Industrial Anomaly Datasets

Industrial anomaly datasets focus on detecting manufacturing defects with pixel-level ground truth masks. LAFT supports MVTec AD and VisA, two widely-used benchmarks for industrial anomaly detection.

Overview

Industrial datasets inherit from IndustrialAnomalyDataset and provide:

Image-level labels: Boolean tensor indicating normal (False) or anomalous (True)
Pixel-level masks: Binary masks showing exact defect locations
Category-based: Each dataset has multiple object categories (bottles, cables, etc.)
Mask transforms: Apply transformations to both images and masks

Building an Industrial Dataset

Use the build_industrial_dataset() function to load MVTec AD or VisA:

from laft.datasets import build_industrial_dataset
from torchvision import transforms
import torch

image_transform = transforms.Compose([
    transforms.Resize(224),
    transforms.ToTensor(),
])

mask_transform = transforms.Compose([
    transforms.Resize(224),
    transforms.Lambda(lambda x: x.float()),
])

dataset = build_industrial_dataset(
    name="mvtec",              # or "visa"
════════
--- PROBLEM SET ---
a - From the industrial anomaly datasets page, could you return the part starting with "Industrial datasets inherit" and going on through "or anomalous (True)"?
b - Using the industrial anomaly datasets page, what are the answers to these questions?
(i) Which two benchmarks does LAFT support?
(ii) Which class do industrial datasets inherit from?
(iii) Which function loads MVTec AD or VisA?
════════
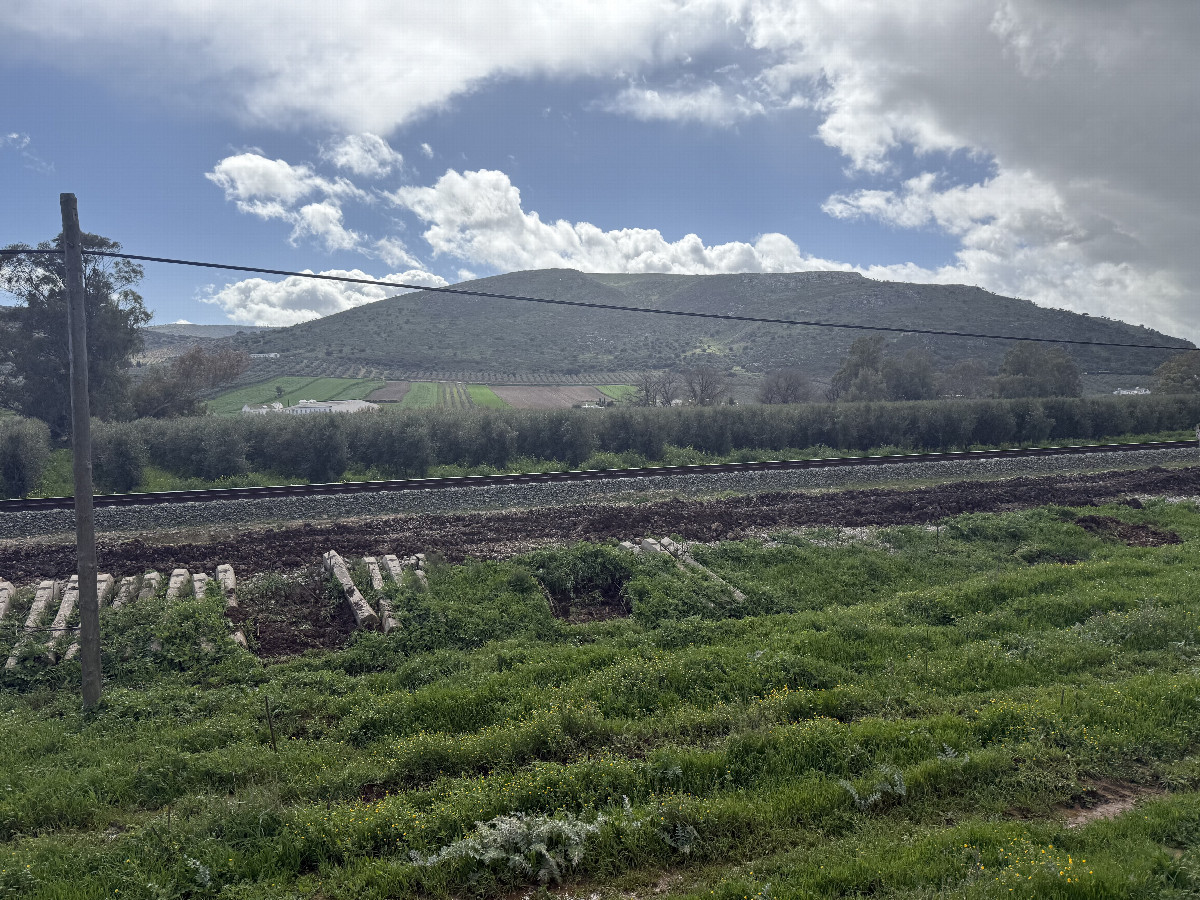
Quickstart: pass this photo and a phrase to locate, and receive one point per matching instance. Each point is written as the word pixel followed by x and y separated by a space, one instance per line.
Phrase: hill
pixel 163 342
pixel 426 335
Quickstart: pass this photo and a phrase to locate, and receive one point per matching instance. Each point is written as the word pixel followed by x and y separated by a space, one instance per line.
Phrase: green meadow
pixel 293 389
pixel 892 713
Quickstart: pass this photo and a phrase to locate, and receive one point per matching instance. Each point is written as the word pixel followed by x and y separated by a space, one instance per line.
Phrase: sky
pixel 1042 149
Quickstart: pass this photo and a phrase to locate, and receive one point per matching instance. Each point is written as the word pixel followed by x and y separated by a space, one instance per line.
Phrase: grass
pixel 294 388
pixel 453 395
pixel 484 396
pixel 423 395
pixel 899 715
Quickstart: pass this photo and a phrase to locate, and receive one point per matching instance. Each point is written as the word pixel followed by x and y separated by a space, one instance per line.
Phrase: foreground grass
pixel 294 388
pixel 900 717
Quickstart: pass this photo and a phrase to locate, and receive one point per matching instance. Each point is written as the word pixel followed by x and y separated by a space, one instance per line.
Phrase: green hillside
pixel 430 336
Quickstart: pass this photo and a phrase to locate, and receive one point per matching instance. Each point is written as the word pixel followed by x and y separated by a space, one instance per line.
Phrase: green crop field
pixel 295 388
pixel 453 395
pixel 894 713
pixel 617 391
pixel 484 396
pixel 423 395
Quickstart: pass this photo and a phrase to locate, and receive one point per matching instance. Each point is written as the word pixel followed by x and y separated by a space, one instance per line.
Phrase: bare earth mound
pixel 505 533
pixel 391 393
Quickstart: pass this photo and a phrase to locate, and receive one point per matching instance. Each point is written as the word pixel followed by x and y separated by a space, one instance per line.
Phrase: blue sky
pixel 995 143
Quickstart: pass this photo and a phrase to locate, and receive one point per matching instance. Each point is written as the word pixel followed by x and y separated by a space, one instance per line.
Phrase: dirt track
pixel 495 534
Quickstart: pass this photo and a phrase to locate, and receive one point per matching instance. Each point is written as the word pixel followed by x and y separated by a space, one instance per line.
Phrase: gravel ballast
pixel 525 496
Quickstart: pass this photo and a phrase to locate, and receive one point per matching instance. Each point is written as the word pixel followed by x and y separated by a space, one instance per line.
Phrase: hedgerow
pixel 411 443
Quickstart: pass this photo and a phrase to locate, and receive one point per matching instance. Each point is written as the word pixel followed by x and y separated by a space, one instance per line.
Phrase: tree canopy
pixel 175 389
pixel 868 373
pixel 1033 370
pixel 34 353
pixel 1180 373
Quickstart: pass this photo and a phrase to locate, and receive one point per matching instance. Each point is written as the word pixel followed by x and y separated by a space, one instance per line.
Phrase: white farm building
pixel 306 407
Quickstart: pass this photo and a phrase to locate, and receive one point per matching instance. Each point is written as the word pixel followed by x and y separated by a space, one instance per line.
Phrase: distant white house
pixel 311 406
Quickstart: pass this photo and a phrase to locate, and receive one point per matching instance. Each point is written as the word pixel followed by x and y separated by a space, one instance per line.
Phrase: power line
pixel 618 307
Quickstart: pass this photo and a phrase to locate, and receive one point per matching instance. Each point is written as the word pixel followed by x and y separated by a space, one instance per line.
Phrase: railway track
pixel 433 484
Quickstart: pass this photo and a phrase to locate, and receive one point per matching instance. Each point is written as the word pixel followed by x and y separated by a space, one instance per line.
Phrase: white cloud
pixel 273 189
pixel 1091 103
pixel 1085 112
pixel 22 144
pixel 259 185
pixel 711 105
pixel 257 301
pixel 365 155
pixel 478 217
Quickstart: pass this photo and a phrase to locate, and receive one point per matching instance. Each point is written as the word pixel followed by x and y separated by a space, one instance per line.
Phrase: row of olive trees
pixel 869 372
pixel 408 443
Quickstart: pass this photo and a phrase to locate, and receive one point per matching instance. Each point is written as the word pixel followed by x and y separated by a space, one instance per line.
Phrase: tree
pixel 175 389
pixel 1032 370
pixel 646 389
pixel 24 450
pixel 706 385
pixel 865 354
pixel 34 358
pixel 785 385
pixel 909 377
pixel 669 388
pixel 1180 373
pixel 966 378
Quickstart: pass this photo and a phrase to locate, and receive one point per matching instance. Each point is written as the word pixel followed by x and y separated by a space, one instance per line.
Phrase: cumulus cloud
pixel 478 217
pixel 273 189
pixel 257 301
pixel 1091 105
pixel 365 155
pixel 1085 113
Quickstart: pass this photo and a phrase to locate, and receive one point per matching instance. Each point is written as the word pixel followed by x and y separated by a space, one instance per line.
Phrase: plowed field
pixel 532 396
pixel 499 534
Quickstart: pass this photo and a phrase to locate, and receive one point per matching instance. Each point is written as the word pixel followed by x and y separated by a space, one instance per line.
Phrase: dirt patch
pixel 531 396
pixel 1134 535
pixel 289 616
pixel 391 393
pixel 491 535
pixel 592 610
pixel 1105 799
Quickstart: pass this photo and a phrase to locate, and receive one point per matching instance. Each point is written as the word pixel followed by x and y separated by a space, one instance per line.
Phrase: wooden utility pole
pixel 81 443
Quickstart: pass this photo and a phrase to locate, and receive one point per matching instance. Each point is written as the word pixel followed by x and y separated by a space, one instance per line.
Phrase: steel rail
pixel 436 484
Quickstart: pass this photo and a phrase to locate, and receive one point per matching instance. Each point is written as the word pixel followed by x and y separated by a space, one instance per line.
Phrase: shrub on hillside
pixel 118 456
pixel 24 449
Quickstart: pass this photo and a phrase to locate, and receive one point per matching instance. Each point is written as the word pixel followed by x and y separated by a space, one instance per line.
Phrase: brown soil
pixel 504 533
pixel 528 396
pixel 1105 799
pixel 391 393
pixel 295 617
pixel 1134 535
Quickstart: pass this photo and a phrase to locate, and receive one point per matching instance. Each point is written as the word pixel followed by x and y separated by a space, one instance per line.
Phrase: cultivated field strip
pixel 49 610
pixel 447 498
pixel 427 484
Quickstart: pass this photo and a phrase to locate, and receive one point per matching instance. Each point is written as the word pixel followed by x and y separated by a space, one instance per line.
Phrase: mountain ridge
pixel 430 334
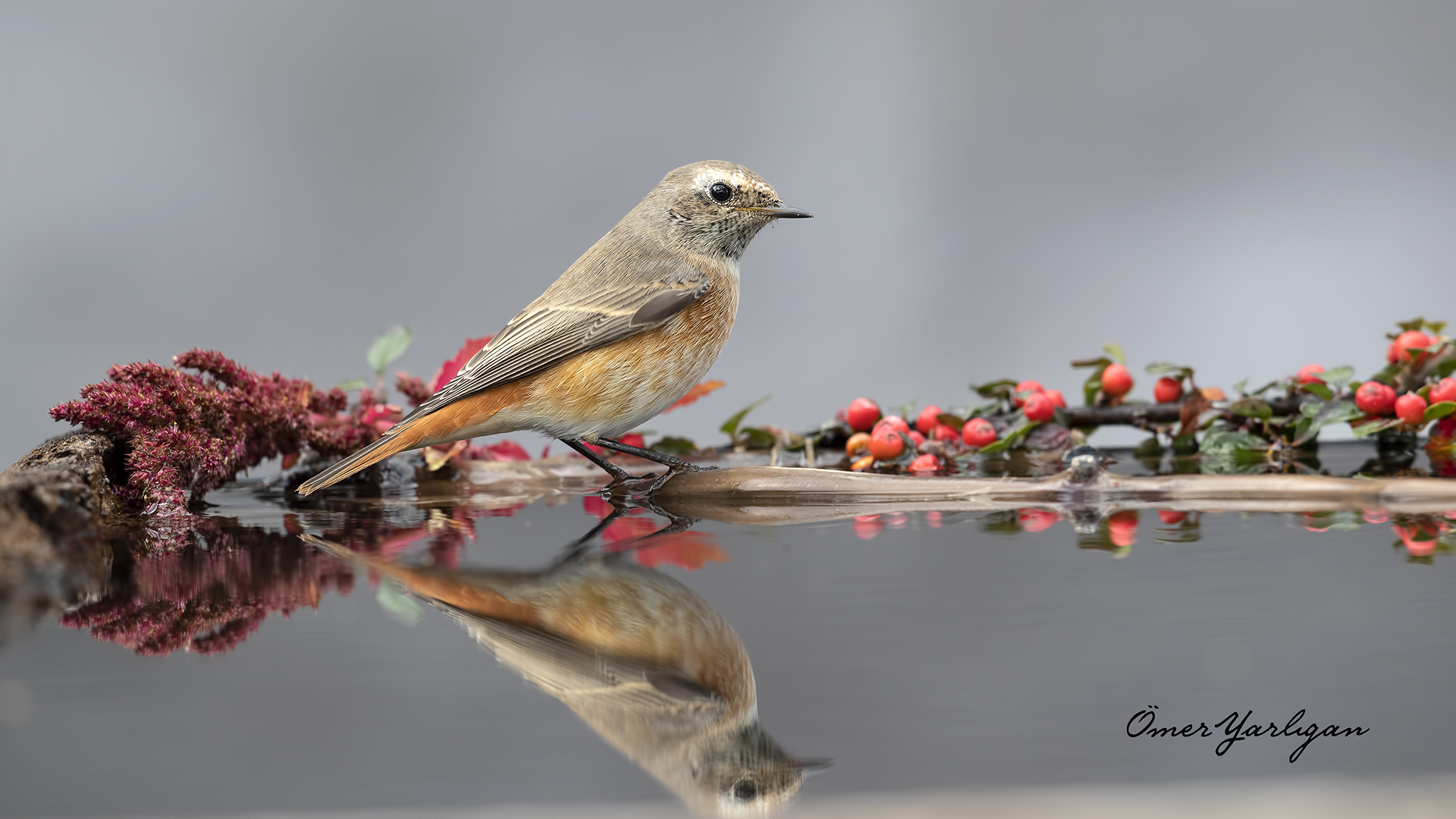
════════
--- TASK-BY-TASK RESULTS ---
a -
Industrial datasets inherit from IndustrialAnomalyDataset and provide:

Image-level labels: Boolean tensor indicating normal (False) or anomalous (True)

b -
(i) MVTec AD and VisA
(ii) IndustrialAnomalyDataset
(iii) build_industrial_dataset()